ИСХОДНЫЙ ТЕКСТ >>
"""

Когда обостряется осознавание препятствий, мы познаём происходящее, когда оно происходит; и те состояния ума, которые раньше одолевали нас, становятся вехами на пути нашего прогресса. Когда возникают препятствия, в уме автоматически подается сигнал тревоги; этот сигнал будит нас и побуждает к исследованию помехи. Он напоминает нам, как легко мы теряемся и как внимательность удерживает нашу жизнь в простоте и легкости.

11. Дары

Величайший дар – это само дарение. Согласно традиции, говорится о трех видах даров. Есть дары нищенские, когда мы даем только одной рукой, все еще удерживая то, что даем. В дарах этого рода мы даем самое меньшее из того, что имеем, а потом нам еще хочется узнать, стоило ли давать вообще.

Другой вид даров называется «дружеским» даром, когда мы даем от всего сердца. Мы берем то, что имеем, и делимся имеющимся, так как считаем это уместным. Это чистый дар.

Затем есть вид дара, который называют «царственным». Он имеет место, когда мы даем лучшее из того, что имеем, даже если при этом для нас самих ничего не остается. Мы даем лучшее из того, что имеем, безотчетно и с добротой. Себя мы при этом считаем временными хранителями всего, что у нас есть, а в собственности нашей нет ничего. Здесь вообще нет дарения, здесь просто открытость, не мешающая предметам оставаться в потоке.

Все эти виды дарений в нашей жизни бывали – и от нас, и нам. Все мы знаем, каково переживание, когда держишься за то, что отдаешь, то есть, когда даешь с привязанностью к особому ответу на дар: «Полюбят ли меня за то, что я поднес этот дар?» Мы привязаны к себе, как дарители, и это не очень благотворное дарение.

"""

ПРЕДОСТАВЛЕННЫЕ ДАННЫЕ >>
"""

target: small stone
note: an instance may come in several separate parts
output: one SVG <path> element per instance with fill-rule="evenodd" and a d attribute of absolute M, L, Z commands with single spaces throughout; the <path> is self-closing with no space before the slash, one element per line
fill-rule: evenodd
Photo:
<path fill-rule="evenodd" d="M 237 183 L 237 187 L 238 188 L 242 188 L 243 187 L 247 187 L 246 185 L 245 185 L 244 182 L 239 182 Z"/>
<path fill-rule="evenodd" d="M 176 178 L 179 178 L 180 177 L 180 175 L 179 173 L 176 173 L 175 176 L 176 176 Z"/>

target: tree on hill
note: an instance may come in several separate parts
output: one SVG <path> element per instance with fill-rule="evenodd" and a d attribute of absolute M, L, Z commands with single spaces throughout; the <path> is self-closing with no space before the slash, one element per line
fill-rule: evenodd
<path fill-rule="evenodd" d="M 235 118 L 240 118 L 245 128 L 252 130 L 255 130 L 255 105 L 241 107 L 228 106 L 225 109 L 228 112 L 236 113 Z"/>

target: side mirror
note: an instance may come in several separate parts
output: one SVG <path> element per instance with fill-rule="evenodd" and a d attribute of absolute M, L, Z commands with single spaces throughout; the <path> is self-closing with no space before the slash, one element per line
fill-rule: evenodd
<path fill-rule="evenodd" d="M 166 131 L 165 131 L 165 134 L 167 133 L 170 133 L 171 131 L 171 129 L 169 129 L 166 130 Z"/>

"""

ЗАДАНИЯ ДЛЯ ВЫПОЛНЕНИЯ >>
**1)** Выпишите из текста о дарах фрагмент между словами «Затем есть вид» и «оставаться в потоке.» включительно.
**2)** Как в тексте о дарах называется дар, при котором мы даем от всего сердца?
**3)** Продолжите текст о дарах, начиная сразу после его последнего предложения.
Данные никак не связаны с текстом о дарах.

ОТВЕТЫ К ЗАДАНИЯМ >>
**1)**
Затем есть вид дара, который называют «царственным». Он имеет место, когда мы даем лучшее из того, что имеем, даже если при этом для нас самих ничего не остается. Мы даем лучшее из того, что имеем, безотчетно и с добротой. Себя мы при этом считаем временными хранителями всего, что у нас есть, а в собственности нашей нет ничего. Здесь вообще нет дарения, здесь просто открытость, не мешающая предметам оставаться в потоке.

**2)** «Дружеский» дар.

**3)**
Нам также случалось давать что-то, когда мы чувствовали, что это будет только справедливо – отдать нечто в другие руки, просто отпустить вещь от нас туда. Такого рода дары осуществляются через людей, кого называют целителями. Они не держатся за отдаваемое – жизненная энергия движется прямо сквозь них. Нет того, кто исцеляет; просто происходит исцеление. Это вид «царственного» дара.

В более общем смысле, когда мы становимся зрелыми, оказывается, что мы делимся честно, от всего сердца. Это – хорошее чувство. Оно приводит нас к особому роду дружбы, к особому роду любви, питающей наш рост.

Дары могут сами по себе стать целой практикой. Возможно открыться для особого рода дарений, которые ничего не удерживают, которые позволяют нам отдать даже свой гнев, даже свой страх. Именно этот вид дарения мы вносим в практику, именно его культивируем, когда отдаем свое внимание дыханию. Отдача подобного рода поддерживает необъятность ума. Это просто освобожденность, непривязанность, которая ничего не требует для себя.

Самый чудесный дар, который мы способны дать, – это мы сами. Освободиться от самих себя так, чтобы мы могли заново переживать то, что мы такое, каждое мгновенье, как если бы это было даром. Если мы сможем относиться ко всему, что приходит к нам, как к дару, как к виду благодати, тогда мы способны отдаться, не держась ни за что, легко освобождаясь. Мы отдаем ум, отдаем тело. Мы просто не мешаем всему этому исчезнуть в проходящем мимо потоке. Мы все это переживаем и все отдаем.

Во время сиденья мы много раз делаемся нищими, мы не отдаемся. Мы удерживаемся, мы противимся некоторым состояниям ума, отдаваясь практике одной рукой и притягивая себя обратно другой. Мы постоянно выясняем, как мы действуем, измеряем то, что мы сейчас есть, оцениваем. Но когда мы пробуждаемся, мы все более и более начинаем отдавать себя. И когда мы постепенно больше отдаемся самим себе, мы естественно больше отдаемся и другим. Для нас существует особый способ пребывания с людьми, который облегчает нам и им возможность быть самими собой. Мы не делаемся кем-то таким, кто побуждает их действовать по-иному. Мы суть открытое пространство; мы не держимся ни за что, мы отдаем все.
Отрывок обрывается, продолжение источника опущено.